§ WHAT YOU NEED TO DO
Copy, character for character, the stretch of the records below from the line containing "Indicate one point for each instance of the bald" through the final line of the records, and nothing else.

— begin EXTRACTED MATERIAL —

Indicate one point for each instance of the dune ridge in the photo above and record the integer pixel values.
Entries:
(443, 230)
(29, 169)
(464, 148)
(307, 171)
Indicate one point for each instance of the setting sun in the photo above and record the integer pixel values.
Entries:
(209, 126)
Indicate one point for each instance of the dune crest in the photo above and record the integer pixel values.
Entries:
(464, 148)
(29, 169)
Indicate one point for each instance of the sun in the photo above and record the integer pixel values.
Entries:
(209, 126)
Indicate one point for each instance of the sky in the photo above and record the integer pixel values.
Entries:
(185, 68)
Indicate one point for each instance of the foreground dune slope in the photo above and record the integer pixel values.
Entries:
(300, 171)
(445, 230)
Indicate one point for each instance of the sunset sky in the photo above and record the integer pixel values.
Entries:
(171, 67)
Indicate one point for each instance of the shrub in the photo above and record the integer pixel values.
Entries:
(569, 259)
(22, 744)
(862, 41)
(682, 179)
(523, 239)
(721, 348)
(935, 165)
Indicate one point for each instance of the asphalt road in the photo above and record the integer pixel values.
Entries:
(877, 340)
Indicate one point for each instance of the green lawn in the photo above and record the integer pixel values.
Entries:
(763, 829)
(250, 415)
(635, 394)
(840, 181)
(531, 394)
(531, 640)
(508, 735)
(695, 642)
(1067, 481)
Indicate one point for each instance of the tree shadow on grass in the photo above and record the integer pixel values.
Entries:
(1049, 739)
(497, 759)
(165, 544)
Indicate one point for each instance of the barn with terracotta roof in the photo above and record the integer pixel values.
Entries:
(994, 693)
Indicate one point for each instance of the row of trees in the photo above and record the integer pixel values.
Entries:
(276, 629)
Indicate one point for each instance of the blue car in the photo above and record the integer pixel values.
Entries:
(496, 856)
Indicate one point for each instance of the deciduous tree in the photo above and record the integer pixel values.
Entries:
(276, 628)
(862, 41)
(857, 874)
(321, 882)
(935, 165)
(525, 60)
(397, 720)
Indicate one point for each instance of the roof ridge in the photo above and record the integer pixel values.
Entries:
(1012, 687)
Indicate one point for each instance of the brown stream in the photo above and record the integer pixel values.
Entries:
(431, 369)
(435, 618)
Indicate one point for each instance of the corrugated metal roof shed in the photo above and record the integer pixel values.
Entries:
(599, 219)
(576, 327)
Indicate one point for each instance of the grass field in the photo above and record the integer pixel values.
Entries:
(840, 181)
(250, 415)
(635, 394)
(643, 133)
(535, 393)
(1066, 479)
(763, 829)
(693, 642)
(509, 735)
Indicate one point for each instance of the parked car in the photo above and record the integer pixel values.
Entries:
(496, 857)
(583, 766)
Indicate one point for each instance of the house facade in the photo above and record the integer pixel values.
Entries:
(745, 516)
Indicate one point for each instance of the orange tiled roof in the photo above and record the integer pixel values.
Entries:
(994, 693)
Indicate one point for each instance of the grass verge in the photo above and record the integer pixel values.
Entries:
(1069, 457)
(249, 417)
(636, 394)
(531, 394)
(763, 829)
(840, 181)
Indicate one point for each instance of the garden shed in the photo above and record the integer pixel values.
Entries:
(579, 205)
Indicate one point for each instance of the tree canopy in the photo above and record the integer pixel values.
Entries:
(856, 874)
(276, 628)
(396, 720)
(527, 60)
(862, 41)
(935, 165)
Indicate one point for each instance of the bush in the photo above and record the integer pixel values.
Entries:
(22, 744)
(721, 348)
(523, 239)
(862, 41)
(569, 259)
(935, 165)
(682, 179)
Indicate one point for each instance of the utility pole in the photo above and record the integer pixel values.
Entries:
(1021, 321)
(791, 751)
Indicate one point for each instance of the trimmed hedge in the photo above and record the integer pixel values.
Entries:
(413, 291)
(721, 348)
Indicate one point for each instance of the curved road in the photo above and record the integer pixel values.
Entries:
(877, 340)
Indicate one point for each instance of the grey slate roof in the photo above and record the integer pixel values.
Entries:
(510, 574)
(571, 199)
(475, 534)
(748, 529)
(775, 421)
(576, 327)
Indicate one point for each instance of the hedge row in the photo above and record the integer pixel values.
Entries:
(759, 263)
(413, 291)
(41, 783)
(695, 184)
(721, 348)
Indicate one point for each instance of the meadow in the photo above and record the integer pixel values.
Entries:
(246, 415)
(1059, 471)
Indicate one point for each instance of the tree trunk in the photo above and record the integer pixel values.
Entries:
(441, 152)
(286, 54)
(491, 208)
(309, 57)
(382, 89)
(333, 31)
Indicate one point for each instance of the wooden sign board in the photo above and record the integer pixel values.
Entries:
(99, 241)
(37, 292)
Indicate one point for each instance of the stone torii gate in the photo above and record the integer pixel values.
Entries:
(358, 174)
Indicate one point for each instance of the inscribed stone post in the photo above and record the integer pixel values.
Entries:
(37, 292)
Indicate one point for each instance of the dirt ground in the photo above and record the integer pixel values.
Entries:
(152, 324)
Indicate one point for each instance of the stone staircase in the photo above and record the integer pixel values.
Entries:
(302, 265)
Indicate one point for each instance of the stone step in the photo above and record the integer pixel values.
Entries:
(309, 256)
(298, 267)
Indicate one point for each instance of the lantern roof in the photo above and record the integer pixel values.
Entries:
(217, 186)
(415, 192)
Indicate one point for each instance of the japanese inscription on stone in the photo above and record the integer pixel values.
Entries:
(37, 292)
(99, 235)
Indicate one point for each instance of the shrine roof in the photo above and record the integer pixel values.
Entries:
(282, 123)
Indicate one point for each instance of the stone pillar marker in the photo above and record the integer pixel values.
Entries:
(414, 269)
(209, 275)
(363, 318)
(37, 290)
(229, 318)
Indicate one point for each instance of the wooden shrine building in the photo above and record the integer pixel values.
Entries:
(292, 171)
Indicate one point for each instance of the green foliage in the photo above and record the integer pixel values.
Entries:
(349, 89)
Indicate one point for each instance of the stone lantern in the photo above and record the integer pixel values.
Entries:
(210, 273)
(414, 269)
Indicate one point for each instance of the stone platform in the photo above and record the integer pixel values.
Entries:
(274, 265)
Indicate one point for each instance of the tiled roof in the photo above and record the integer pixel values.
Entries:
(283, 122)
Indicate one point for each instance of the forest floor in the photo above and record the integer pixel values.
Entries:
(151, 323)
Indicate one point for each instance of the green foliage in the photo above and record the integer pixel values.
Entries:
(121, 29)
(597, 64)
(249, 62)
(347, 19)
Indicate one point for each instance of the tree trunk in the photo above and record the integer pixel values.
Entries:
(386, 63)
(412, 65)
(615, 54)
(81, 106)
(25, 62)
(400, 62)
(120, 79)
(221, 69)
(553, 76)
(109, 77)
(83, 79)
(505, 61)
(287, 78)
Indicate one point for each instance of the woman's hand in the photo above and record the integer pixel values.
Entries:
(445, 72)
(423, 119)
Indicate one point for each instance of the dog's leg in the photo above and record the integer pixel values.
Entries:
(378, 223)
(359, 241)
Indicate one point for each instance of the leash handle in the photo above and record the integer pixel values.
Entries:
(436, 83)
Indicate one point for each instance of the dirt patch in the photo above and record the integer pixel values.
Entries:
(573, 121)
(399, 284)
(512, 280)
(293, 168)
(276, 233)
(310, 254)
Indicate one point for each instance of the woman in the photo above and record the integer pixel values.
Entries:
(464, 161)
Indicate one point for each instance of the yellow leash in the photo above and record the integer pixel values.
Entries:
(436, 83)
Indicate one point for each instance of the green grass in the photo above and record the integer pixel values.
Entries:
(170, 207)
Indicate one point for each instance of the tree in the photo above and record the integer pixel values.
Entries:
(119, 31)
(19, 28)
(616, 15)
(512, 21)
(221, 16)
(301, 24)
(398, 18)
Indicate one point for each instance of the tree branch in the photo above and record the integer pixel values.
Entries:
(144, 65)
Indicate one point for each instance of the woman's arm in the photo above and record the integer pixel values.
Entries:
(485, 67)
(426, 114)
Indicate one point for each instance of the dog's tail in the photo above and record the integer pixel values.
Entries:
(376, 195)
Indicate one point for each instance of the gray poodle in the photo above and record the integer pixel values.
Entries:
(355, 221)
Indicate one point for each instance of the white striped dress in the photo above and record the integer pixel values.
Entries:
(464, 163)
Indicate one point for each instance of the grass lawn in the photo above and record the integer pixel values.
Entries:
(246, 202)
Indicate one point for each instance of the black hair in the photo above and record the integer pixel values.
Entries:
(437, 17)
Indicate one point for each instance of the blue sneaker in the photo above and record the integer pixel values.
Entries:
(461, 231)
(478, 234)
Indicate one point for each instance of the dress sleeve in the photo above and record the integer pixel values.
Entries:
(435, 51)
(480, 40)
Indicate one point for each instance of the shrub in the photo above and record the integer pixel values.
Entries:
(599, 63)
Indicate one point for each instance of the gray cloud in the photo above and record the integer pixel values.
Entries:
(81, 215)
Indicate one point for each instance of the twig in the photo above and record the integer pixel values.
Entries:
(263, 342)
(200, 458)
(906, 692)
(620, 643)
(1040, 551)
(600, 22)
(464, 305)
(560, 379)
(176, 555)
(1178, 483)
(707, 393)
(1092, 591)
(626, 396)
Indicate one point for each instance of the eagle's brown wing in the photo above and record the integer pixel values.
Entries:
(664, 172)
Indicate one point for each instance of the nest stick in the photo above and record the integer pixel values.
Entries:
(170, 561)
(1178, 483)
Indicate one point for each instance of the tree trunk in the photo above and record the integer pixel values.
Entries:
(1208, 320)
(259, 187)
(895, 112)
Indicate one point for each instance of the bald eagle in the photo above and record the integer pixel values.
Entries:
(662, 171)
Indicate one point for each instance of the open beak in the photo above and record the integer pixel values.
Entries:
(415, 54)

— end EXTRACTED MATERIAL —

§ RESULT OF THE EXERCISE
Indicate one point for each instance of the bald eagle in the photo above and record the integer pixel values.
Entries:
(662, 171)
Indicate one point for each instance of the open beak in the photo above and record the integer pixel values.
Entries:
(415, 54)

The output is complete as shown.